• _DOCUMENT SECTION_
◆ ◆ ◆

Posted on 26/10/2023
Kim: Hello, everyone, and welcome to Show Me The Perks. My name is Kim Bigg, and I’m Business Services Director at Perks Accountants in Adelaide.
I specialise in accounting and tax to small and medium businesses and their owners this is the first episode of Show Me The Perks. And with me, I have Lee Jurga, who works with me here at Perks, and he’s going to now give us a brief synopsis of what is Lee and what he’s all about. Over Lee.
Lee: Thanks, Kim.
Yeah. As Kim referred to I work at Perks in the, tax consulting team. I’m an Associate Director with a, a mixed, a mixed history of public and private practice, all in tax. So law firms accounting firms and also a stint in Revenue SA. So in the government, and have been with Perks for five years, providing high level tax consulting advice, to SME clients, on a range of state and federal tax issues.
Kim: Excellent. Thank you, Lee.
And I’ve got a little bit of information about Lee, where I want to give him a little, give listeners a little bit more insight into what Lee’s all about.
So is Lee Haydn Jurga with no e in Haydn.
She’s a little bit strange, but..
Lee: the parents wanted to buy an extra vowel there Kim that the early eighties, the E’s are expensive.
Kim: Excellent. Thank you, Lee. That is interesting information.
Confirming Lee has filled in for the position of Deputy Commissioner of state taxation in a previous life, in a previous role.
Can you give us some insight into what’s involved of being the deputy commissioner of state tax?
Lee: Yeah. Well, it’s sort of, you almost become more of a manager and especially a person, a people manager. You know, you get away from the stuff which I enjoy doing, which is the the technical tax work. So you definitely become sort of a high level manager in cross shooting a whole bunch of issues, including HR issues in government, as you might expect.
Kim: Absolutely. I don’t, well, to be perfectly honest, I don’t know what to expect from a deputy commissioner of state tax, but I’m sure you filled the role very well.
Another other item I’ve got to run through you, you are the reigning Perks eight ball competition champion, and there’s only a couple of rounds to go. This year’s competition.
Are you confident of winning again?
Lee: Quietly, but anything can happen on that table. It’s a very, loose pocketed table. So white balls and black balls can come in at any moment. So I have to get past you as well Kim at some point.
Kim: Indeed, it’s got a warp in the middle of that table, which makes things extremely interesting. So, that’s all part of the game. That’s probably the only reason you won last time.
So this is a very first episode of Show Me The Perks.
And to give you a little bit more information around Perks – Perks is one of the largest privately owned accounting and wealth advisory firms in Australia and we believe that we have the knowledge and expertise to support small and medium business owners to understand more about accounting and tax and that’s what this podcast is all about.

◆ ◆ ◆

• _INFORMATION SUPPLIED_
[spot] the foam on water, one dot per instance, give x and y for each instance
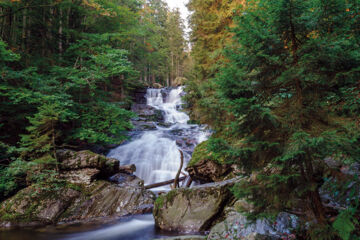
(155, 153)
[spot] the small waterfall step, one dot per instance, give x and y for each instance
(155, 151)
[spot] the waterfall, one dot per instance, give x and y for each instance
(156, 152)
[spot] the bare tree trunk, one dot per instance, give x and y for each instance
(176, 181)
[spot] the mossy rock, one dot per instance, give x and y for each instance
(192, 209)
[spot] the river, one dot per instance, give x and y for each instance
(157, 158)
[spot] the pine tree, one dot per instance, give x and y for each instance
(289, 58)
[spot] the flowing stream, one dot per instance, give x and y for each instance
(156, 153)
(157, 158)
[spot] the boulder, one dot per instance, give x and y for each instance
(127, 180)
(203, 168)
(143, 126)
(208, 171)
(36, 205)
(148, 113)
(71, 160)
(104, 199)
(81, 176)
(157, 85)
(236, 226)
(189, 237)
(41, 204)
(192, 209)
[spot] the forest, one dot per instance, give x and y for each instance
(276, 81)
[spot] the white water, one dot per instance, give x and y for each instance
(155, 153)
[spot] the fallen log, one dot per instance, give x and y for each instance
(176, 180)
(127, 168)
(160, 184)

◆ ◆ ◆

• _SHORT TASK_
According to the podcast transcript, how long has Lee been with Perks? The rows are material separate from the podcast transcript.

• _SOLUTION TO THIS PROBLEM_
Five years.